Exercise goal →
Keep to one stretch of the data below, the lines from the one with "Where in the photo above can the paved" up to and including the one with "Where in the photo below can the flame", and return that stretch exactly.

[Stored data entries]
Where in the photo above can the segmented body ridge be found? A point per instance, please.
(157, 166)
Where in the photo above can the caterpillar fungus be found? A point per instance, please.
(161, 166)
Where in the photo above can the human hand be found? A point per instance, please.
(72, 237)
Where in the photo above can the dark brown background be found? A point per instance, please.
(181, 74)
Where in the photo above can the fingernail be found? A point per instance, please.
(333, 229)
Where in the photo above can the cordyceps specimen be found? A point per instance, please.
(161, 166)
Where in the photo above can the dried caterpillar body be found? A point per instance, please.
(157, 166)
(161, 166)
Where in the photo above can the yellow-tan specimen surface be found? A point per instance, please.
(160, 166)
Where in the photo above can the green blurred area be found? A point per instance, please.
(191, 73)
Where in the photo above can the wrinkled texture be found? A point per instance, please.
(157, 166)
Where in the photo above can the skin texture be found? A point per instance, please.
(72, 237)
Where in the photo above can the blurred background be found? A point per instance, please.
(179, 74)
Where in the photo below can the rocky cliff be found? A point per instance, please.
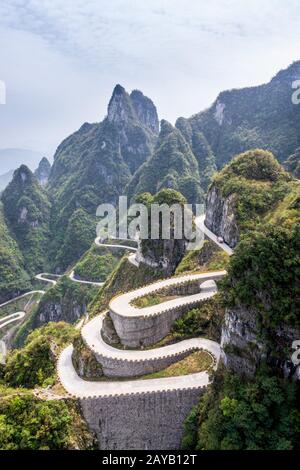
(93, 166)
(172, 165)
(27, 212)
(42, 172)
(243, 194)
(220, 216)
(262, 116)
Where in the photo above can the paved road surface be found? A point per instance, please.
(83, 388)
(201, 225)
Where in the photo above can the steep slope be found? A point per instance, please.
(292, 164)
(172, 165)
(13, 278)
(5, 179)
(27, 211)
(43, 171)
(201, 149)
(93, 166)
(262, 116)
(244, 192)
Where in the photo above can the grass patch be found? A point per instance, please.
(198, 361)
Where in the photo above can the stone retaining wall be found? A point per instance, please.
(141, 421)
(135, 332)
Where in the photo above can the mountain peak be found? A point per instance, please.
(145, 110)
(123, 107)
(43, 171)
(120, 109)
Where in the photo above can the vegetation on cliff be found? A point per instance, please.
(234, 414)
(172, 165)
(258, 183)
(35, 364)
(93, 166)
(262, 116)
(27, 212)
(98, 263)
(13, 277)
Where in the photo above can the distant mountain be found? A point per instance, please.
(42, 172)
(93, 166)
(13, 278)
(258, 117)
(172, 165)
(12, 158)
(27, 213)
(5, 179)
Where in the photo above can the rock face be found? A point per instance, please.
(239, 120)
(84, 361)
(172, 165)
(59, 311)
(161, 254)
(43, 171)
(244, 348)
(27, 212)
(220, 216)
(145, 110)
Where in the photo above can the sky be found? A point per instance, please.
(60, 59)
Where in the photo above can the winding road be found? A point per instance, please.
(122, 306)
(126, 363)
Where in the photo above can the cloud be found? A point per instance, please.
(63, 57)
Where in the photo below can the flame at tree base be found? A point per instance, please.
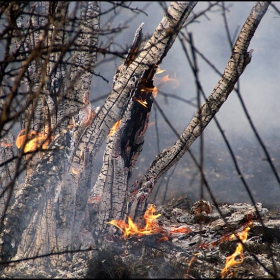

...

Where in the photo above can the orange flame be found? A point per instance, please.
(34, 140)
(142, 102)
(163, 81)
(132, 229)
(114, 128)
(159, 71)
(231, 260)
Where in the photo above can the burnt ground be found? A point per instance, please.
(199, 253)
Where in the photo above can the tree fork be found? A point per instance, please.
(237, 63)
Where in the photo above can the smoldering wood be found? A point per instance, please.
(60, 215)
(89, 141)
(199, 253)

Task solution →
Where in the photo above can the paved road surface be found? A point per instance, please.
(83, 388)
(201, 225)
Where in the photo above can the steep slope be found? A point per instance, please.
(292, 164)
(172, 165)
(13, 278)
(5, 179)
(27, 211)
(43, 171)
(201, 149)
(93, 166)
(262, 116)
(244, 192)
Where in the photo above can the grass patch be found? A point per instance, please.
(198, 361)
Where in the photo above can the stone retaining wall be found? A point per instance, please.
(141, 421)
(135, 332)
Where in the photo above can the mountain peak be found? A point per instance, please.
(145, 110)
(123, 107)
(43, 171)
(120, 109)
Where in the photo above can the vegetation on cliff be found? A point per instance, please.
(234, 414)
(172, 165)
(258, 183)
(35, 364)
(93, 166)
(262, 116)
(27, 212)
(98, 263)
(13, 277)
Where in the photo above can the distant mountain be found? A point per instance, please.
(42, 172)
(93, 166)
(13, 278)
(258, 117)
(172, 165)
(12, 158)
(27, 213)
(5, 179)
Where in the photo above can the rock face be found? A point per instance, please.
(239, 120)
(84, 361)
(172, 165)
(59, 311)
(161, 254)
(43, 171)
(244, 348)
(27, 212)
(220, 216)
(145, 110)
Where in the photo above can the sky be found? A point per instance, please.
(60, 59)
Where in the photo above can the winding road be found? A point per instance, please.
(122, 306)
(126, 363)
Where in the photo above can the cloud be found? A point per instance, please.
(63, 57)
Where in the photo below can the flame at tree base be found? A point per instance, please.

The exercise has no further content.